- Problem details
Where a line of the entries holds the string "below", copy that line.

----

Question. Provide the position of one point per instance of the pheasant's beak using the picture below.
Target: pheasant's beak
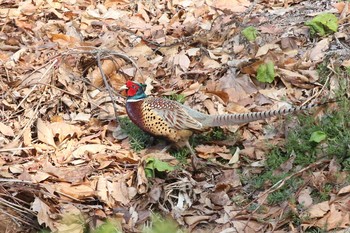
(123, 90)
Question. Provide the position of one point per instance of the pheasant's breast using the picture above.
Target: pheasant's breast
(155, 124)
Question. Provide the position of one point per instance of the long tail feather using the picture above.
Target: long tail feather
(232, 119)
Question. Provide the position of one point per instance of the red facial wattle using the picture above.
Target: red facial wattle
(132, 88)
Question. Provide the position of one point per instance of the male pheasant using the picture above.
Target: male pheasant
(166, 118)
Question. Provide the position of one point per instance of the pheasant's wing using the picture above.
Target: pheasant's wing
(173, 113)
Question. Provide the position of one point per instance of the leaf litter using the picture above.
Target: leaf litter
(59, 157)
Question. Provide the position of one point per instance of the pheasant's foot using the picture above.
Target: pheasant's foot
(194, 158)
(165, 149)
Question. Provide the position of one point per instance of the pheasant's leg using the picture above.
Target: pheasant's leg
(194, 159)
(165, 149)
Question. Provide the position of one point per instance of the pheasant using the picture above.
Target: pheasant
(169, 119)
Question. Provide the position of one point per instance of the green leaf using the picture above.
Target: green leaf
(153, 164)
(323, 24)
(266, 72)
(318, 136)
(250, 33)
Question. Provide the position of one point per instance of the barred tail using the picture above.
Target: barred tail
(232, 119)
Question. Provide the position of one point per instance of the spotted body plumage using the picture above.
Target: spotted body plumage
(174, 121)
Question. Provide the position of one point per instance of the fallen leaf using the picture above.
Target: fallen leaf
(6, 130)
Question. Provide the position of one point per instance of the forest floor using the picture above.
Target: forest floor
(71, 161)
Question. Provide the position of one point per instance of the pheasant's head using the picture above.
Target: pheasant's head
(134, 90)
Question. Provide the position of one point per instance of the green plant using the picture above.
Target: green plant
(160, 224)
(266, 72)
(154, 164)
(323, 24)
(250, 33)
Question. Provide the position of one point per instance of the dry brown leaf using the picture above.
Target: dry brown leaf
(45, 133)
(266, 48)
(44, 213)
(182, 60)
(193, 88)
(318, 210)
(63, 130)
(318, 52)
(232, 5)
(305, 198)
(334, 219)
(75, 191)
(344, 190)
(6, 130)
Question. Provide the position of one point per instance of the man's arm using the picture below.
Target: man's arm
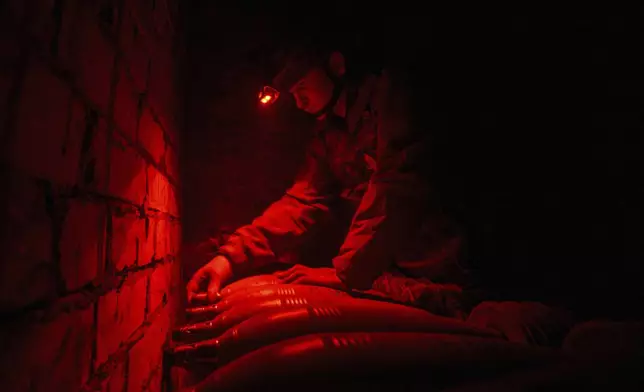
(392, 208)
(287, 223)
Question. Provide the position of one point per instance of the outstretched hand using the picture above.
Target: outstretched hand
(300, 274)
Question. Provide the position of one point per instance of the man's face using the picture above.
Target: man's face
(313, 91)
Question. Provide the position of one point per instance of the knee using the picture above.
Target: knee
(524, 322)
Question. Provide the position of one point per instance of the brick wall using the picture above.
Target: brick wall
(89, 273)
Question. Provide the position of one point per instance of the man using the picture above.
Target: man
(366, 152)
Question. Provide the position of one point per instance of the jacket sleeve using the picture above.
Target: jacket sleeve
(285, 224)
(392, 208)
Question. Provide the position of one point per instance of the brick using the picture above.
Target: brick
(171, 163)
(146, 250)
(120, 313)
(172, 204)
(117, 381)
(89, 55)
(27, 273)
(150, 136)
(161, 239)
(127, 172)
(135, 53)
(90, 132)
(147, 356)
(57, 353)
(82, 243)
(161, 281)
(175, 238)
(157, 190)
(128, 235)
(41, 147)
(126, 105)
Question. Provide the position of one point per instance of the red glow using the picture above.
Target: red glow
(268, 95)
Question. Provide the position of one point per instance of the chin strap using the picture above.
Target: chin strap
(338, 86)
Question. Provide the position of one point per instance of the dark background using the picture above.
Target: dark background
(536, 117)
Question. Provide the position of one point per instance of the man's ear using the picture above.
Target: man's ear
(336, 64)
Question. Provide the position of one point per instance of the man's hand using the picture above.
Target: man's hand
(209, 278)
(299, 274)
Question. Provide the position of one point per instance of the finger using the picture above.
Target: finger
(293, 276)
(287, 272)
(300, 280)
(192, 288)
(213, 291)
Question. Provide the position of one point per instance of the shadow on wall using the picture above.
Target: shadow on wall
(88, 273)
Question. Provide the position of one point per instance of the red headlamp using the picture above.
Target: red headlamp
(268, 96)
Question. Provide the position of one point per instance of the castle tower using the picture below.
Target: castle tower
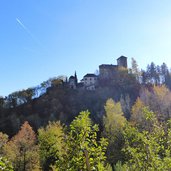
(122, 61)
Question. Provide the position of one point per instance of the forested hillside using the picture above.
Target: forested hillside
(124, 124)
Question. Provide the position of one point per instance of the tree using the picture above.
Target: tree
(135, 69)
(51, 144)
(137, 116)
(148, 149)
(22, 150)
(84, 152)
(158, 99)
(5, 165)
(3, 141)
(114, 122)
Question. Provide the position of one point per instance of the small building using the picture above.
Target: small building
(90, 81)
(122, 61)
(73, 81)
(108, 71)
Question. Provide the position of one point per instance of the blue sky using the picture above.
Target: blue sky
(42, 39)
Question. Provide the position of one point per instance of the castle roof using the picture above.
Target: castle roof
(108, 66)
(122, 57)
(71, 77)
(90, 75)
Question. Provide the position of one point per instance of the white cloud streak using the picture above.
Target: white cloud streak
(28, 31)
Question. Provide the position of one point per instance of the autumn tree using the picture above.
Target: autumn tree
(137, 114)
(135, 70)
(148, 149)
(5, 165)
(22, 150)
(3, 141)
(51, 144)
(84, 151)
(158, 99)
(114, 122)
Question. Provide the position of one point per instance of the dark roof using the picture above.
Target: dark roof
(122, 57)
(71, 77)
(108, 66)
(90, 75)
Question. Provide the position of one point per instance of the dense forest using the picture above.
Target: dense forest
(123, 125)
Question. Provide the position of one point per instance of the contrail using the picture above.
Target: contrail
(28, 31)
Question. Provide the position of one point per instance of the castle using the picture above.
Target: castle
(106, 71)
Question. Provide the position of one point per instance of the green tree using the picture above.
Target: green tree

----

- Your solution
Question. Provide the position of one point per instance of the pheasant's beak using the picture below.
Question. Provide the position of one point per instance of the man's arm using the picture below.
Question. Provide the position of one point per instance of the castle tower using the picture below.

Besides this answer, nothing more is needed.